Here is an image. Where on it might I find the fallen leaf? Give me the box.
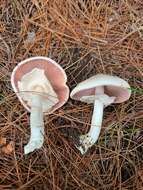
[2,141,13,154]
[0,137,6,145]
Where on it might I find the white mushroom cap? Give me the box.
[70,74,131,103]
[11,56,69,114]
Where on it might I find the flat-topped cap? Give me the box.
[70,74,131,103]
[11,56,69,113]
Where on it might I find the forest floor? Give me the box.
[0,0,143,190]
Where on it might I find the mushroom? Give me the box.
[11,56,69,154]
[70,74,131,154]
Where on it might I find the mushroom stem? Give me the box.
[77,87,104,154]
[24,94,44,154]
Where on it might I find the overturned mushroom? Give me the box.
[70,74,131,154]
[11,56,69,154]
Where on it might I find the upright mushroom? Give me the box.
[11,56,69,154]
[70,74,131,154]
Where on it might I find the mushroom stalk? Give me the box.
[24,94,44,154]
[77,87,104,154]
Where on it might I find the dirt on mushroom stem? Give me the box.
[0,0,143,190]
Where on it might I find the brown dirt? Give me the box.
[0,0,143,190]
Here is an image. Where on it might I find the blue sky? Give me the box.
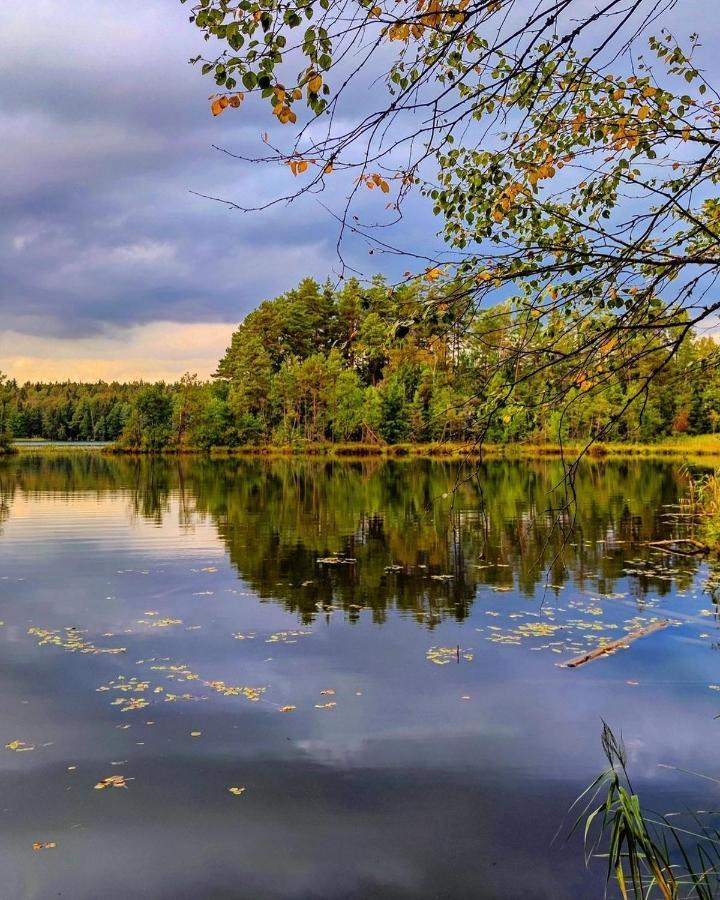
[0,0,717,380]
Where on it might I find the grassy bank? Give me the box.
[95,435,720,461]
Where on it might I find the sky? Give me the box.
[0,0,718,381]
[0,0,416,381]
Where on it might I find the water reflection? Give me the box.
[0,454,695,622]
[0,454,719,900]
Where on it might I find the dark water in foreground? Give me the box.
[0,455,720,900]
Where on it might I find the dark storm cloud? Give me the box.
[0,0,428,336]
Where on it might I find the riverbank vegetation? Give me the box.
[0,277,720,455]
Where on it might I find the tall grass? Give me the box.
[571,722,720,900]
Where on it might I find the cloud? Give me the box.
[0,322,234,382]
[0,0,717,355]
[0,0,380,339]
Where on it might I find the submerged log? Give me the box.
[560,619,670,669]
[645,538,710,556]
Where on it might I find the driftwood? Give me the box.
[644,538,710,556]
[560,619,670,669]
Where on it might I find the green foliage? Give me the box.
[0,278,720,452]
[573,723,720,900]
[181,0,720,439]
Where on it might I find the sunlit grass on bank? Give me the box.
[11,434,720,464]
[100,435,720,460]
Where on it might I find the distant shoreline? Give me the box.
[8,435,720,460]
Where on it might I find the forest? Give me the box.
[0,275,720,452]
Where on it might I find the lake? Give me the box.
[0,453,720,900]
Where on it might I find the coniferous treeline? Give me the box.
[0,278,720,451]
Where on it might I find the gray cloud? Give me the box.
[0,0,717,337]
[0,0,410,336]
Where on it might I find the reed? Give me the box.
[571,722,720,900]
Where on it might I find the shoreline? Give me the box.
[8,435,720,461]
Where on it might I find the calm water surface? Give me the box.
[0,454,720,900]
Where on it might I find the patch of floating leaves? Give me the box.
[203,681,267,702]
[95,775,132,791]
[425,647,473,666]
[28,626,127,654]
[5,741,35,753]
[265,629,312,644]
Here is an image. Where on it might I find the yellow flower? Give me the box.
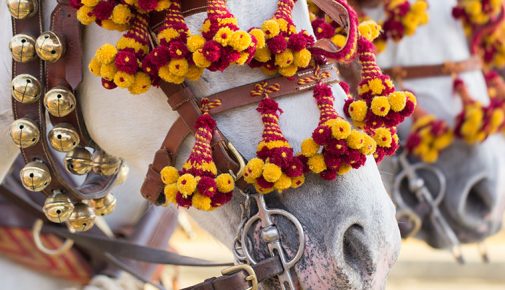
[371,97,391,117]
[163,183,179,206]
[95,43,117,64]
[293,48,312,68]
[229,30,252,51]
[213,27,233,46]
[114,71,135,88]
[307,154,326,174]
[168,58,189,77]
[128,72,151,95]
[216,173,235,193]
[263,163,282,182]
[275,49,293,68]
[160,166,179,184]
[249,28,266,49]
[177,173,197,197]
[302,138,319,157]
[349,100,368,122]
[191,192,212,211]
[261,19,280,39]
[193,49,211,68]
[325,118,351,140]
================================
● STATED TASK: Turn everything in the listing from the line containing "Where on it might I find the water" down to the line containing "[0,0,428,336]", both included, into a numbered list without blank lines.

● TASK SOLUTION:
1. Where on it might I find the water reflection? Give me the box.
2. [0,454,695,622]
3. [0,454,719,900]
4. Where on it might I find the dark water in foreground? Give me the box.
5. [0,455,720,900]
6. Where on it might I find the dark storm cloud? Give me the box.
7. [0,0,428,336]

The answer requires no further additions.